____ Excerpt
Wirral Hospice St John's provides specialist palliative care and support for adults with severe and progressive disease, when treatment to cure the disease is no longer possible. The service works in conjunction with Wirral hospital and community specialist palliative care teams to provide an integrated service for people. People are referred to Wirral Hospice St John's by their GP, hospital consultant, or Integrated Specialist Palliative Care Team. The hospice service is available to all, free of charge. We last inspected Wirral Hospice St John’s on 28 November 2013 when we found the service to be compliant in all of the areas we looked at.The service is required to have a registered manager. A registered manager is a person who has registered with the Care Quality Commission to manage the service. Like registered providers, they are ‘registered persons’. Registered persons have legal responsibility for meeting the requirements in the Health and Social Care Act 2008 and associated Regulations about how the service is run. At the time of our visit the service had a registered manager and a number of other senior staff with responsibility for various aspects of the organisation.
The service provides an in-patient service for a maximum of 16 people and day services for a maximum of 12 people per day. They also provide social and emotional support in people’s own homes but this does not include nursing or personal care. People are admitted to the hospice for assessment and management of complex symptoms and rehabilitation following treatment. The average length of stay is approximately two weeks.
Care is provided by a specialist team of doctors, nurses, healthcare assistants, a social worker, physiotherapist, occupational therapist, psychologist and aromatherapist. They are supported by a creative therapist, a chaplain, bereavement counsellors, housekeeping and maintenance teams, education staff, finance, administration and fundraising staff. At the time of the inspection, the service had 502 volunteers working in various roles throughout the organisation.
________
____ Data records
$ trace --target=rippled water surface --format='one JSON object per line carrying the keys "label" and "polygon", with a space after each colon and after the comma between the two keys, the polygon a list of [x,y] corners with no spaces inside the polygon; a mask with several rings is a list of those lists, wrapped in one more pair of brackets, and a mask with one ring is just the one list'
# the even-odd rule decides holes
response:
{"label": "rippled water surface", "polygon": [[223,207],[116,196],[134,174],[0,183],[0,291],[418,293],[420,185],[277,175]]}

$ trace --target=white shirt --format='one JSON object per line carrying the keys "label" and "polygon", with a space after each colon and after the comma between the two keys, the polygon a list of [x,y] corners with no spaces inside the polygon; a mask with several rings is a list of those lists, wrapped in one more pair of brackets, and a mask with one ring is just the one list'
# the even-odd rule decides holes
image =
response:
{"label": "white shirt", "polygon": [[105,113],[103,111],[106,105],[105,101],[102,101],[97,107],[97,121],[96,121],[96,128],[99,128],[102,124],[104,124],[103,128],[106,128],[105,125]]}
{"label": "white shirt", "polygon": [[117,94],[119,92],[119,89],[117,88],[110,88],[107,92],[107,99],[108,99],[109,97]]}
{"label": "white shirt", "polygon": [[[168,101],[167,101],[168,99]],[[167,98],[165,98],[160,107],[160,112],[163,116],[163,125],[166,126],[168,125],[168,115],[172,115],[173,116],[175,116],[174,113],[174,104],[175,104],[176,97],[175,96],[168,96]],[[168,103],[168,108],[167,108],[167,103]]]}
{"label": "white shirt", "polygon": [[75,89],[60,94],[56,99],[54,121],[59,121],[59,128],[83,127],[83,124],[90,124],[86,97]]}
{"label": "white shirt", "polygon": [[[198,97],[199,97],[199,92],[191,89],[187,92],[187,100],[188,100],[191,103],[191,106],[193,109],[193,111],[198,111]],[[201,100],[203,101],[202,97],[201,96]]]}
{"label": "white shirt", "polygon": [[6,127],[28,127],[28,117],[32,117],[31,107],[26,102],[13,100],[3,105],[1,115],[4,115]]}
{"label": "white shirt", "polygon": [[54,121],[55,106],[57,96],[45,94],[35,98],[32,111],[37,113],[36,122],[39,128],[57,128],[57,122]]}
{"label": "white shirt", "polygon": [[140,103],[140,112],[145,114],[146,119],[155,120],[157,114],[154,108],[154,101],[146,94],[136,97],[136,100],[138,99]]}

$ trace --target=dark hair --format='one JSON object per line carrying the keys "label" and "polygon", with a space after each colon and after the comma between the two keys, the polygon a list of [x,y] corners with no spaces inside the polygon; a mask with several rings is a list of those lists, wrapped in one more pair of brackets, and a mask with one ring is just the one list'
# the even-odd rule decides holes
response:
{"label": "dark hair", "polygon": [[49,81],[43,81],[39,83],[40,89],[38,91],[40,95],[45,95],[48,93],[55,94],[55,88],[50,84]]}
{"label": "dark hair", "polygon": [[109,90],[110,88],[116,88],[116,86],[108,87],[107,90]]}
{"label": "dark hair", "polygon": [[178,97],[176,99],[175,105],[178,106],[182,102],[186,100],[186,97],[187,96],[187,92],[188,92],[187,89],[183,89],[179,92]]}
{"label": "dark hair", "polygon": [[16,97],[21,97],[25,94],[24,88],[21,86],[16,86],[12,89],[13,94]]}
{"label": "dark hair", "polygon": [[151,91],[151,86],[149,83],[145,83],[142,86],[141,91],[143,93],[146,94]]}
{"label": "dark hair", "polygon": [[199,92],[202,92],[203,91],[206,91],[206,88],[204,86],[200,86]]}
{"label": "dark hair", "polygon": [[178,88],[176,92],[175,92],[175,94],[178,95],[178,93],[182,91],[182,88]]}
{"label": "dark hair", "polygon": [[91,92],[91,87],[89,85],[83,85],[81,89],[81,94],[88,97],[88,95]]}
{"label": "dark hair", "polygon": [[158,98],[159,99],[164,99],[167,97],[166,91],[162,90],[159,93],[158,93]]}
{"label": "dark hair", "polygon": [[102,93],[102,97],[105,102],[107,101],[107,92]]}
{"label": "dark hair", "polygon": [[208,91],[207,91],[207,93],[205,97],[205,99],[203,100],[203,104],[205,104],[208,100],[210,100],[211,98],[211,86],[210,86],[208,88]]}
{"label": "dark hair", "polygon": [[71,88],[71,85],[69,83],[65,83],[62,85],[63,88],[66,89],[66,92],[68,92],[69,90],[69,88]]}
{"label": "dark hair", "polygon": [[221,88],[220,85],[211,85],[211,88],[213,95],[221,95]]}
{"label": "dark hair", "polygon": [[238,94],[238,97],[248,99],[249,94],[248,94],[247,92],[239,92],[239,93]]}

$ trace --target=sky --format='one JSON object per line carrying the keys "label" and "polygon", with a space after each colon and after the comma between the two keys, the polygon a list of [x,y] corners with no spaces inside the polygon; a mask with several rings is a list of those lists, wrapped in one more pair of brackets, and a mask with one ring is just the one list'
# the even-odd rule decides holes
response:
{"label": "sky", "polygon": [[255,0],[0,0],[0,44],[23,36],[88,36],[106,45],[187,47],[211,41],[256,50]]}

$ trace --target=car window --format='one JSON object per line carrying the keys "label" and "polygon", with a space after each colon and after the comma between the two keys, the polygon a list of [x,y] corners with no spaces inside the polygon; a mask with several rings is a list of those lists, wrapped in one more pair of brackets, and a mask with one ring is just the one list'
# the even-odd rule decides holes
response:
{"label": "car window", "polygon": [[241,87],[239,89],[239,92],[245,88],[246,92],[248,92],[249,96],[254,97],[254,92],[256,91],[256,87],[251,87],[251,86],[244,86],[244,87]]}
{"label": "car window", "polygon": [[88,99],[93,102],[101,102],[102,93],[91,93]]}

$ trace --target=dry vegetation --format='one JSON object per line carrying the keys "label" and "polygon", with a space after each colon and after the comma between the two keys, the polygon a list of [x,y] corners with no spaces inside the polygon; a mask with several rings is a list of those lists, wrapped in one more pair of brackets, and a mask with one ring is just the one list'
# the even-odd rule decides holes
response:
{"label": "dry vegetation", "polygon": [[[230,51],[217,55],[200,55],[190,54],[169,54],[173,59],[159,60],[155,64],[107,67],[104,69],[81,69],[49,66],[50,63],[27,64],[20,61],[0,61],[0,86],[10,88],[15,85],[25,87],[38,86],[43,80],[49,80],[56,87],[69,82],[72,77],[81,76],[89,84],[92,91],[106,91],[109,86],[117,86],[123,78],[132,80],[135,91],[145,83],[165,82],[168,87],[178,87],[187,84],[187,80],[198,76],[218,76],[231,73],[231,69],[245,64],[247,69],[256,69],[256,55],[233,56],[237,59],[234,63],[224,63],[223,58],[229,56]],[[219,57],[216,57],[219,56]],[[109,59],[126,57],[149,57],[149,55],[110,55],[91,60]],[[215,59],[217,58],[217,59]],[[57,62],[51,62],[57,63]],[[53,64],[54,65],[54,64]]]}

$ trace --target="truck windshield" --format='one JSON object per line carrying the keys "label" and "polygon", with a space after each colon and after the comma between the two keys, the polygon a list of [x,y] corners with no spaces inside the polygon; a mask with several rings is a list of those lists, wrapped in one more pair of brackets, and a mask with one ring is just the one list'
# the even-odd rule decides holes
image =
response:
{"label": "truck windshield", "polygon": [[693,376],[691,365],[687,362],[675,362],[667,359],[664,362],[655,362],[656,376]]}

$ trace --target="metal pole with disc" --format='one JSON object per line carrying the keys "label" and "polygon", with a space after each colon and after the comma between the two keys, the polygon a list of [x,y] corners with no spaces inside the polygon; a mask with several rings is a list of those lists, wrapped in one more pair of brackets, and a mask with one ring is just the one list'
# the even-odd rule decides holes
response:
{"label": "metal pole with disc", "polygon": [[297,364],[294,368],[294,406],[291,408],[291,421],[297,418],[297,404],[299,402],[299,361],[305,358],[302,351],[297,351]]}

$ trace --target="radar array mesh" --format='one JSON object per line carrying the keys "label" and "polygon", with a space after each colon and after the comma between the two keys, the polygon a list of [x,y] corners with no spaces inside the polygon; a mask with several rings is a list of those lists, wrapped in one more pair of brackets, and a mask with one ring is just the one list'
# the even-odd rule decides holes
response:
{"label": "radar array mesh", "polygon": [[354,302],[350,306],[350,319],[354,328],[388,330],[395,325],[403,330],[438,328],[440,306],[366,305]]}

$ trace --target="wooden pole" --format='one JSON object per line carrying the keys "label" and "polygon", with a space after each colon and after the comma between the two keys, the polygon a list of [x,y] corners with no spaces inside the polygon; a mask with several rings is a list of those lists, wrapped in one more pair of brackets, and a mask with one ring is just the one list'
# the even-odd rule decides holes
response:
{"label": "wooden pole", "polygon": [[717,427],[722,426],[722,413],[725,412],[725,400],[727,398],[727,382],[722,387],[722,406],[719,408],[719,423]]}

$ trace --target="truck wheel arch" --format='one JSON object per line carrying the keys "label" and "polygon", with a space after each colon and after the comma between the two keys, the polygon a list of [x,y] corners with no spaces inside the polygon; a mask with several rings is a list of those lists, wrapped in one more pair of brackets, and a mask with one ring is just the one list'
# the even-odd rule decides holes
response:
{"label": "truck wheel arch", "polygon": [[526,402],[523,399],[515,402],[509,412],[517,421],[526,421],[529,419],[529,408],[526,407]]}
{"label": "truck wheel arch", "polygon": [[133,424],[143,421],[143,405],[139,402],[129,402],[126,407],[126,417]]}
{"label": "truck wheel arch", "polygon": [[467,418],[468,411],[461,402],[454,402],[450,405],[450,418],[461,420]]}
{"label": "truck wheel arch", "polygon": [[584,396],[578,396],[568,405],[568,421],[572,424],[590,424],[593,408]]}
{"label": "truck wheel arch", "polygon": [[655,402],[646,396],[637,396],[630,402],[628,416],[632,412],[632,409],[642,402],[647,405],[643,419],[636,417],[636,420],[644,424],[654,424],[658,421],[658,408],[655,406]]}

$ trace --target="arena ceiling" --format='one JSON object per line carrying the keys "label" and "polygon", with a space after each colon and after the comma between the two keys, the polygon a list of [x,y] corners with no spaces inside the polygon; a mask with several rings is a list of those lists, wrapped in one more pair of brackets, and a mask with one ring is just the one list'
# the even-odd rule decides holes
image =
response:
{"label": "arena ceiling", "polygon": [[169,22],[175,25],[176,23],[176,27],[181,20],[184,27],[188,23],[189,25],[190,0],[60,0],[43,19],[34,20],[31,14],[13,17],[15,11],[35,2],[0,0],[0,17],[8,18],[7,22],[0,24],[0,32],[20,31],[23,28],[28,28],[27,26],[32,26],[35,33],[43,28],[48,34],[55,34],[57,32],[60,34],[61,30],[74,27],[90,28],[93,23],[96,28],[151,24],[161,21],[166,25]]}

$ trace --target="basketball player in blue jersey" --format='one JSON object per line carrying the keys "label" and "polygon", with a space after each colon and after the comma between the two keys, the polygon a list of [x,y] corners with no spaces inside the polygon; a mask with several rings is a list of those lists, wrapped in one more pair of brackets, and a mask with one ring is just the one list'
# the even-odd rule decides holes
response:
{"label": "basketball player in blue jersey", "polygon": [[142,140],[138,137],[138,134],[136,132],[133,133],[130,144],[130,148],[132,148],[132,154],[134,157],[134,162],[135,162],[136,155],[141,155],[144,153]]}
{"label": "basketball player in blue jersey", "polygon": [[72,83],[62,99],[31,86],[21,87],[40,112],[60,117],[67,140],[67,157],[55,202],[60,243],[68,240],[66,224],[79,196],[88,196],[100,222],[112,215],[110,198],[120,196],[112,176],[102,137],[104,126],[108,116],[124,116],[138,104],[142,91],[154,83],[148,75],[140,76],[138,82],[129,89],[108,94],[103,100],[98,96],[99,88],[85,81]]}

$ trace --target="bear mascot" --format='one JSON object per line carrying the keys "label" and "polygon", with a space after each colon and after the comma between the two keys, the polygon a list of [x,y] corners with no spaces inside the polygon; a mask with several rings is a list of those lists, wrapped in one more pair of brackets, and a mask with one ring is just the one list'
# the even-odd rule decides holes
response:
________
# Exercise aim
Continue the account of Wirral Hospice St John's from the point at which it ends.

# Task answer
During our visits we saw that the premises were safe and clean and a programme of regular planned maintenance was in place. We observed that medicines were stored, checked, administered, recorded and disposed of safely.
Staff and volunteers received annual mandatory training and were supported in their roles by the management team. People who used the service had a choice of nutritious meals and every effort was made to accommodate individual dietary needs and preferences. People’s capacity to make decisions and give consent was assessed and recorded.
People were treated with kindness, compassion and respect. The specialist professional advisor commented ‘General observations of interactions between staff, patients, and family members during the visit demonstrated caring, trusting relationships built on genuine respect, and person centred care was being delivered. Patients openly praised staff during introductions and interactions observed, and spoke very highly of the care they received. They all said they felt safe at the hospice and symptom management was effective.’
The quality of the service was assessed and monitored regularly by a series of external and internal auditing tools. People who used the service, and their families, were encouraged to give feedback and their observations and comments were acted on.